Présentez sous forme de liste numérotée les lignes qui vont de celle contenant « [trace] umbrella pole » jusqu'à celle contenant « Trace the outline of every instance of the umbrella », ces deux lignes comprises. Laissez de côté les lignes vides.

Entrées de contours de formes:

=======

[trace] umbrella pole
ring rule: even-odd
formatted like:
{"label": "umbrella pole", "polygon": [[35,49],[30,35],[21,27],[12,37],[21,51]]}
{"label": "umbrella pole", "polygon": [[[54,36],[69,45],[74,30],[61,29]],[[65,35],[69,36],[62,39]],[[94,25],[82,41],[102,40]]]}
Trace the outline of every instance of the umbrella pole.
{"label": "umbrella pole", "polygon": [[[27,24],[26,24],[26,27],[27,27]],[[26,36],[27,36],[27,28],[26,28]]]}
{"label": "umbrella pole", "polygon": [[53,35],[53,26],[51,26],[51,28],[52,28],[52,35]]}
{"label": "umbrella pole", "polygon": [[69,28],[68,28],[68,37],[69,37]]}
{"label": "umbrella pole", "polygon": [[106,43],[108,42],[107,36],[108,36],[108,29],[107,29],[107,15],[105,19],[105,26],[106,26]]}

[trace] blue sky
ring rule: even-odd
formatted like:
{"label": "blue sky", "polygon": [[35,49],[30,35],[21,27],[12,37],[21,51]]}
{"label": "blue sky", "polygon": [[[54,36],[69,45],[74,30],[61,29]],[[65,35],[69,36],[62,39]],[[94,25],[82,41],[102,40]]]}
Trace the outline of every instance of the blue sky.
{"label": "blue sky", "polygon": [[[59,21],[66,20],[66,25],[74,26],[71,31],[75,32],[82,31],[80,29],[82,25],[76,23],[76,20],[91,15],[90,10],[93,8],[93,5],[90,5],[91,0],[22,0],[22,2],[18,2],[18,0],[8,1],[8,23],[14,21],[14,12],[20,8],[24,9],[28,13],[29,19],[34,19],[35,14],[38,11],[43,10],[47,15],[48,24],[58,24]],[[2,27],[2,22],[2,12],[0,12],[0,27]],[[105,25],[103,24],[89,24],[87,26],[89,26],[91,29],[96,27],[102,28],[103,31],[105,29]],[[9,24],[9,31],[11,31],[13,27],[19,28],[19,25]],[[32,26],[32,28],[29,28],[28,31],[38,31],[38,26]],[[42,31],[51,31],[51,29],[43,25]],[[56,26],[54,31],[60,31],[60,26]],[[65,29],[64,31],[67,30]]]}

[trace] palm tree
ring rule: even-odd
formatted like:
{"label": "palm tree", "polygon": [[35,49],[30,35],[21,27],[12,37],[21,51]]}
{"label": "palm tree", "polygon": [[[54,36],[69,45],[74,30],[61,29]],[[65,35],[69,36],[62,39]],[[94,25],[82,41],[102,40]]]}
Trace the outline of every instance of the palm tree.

=======

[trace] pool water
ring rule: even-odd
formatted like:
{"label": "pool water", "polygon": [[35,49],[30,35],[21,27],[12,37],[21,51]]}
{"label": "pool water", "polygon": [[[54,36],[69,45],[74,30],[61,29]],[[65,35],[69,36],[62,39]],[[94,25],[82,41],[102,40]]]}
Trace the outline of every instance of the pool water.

=======

● Réponse
1. [trace] umbrella pole
2. ring rule: even-odd
3. formatted like:
4. {"label": "umbrella pole", "polygon": [[35,49],[30,35],[21,27],[12,37],[21,51]]}
5. {"label": "umbrella pole", "polygon": [[[54,36],[69,45],[74,30],[61,29]],[[65,35],[69,36],[62,39]],[[94,25],[82,41],[102,40]]]}
6. Trace the outline of every instance of the umbrella pole.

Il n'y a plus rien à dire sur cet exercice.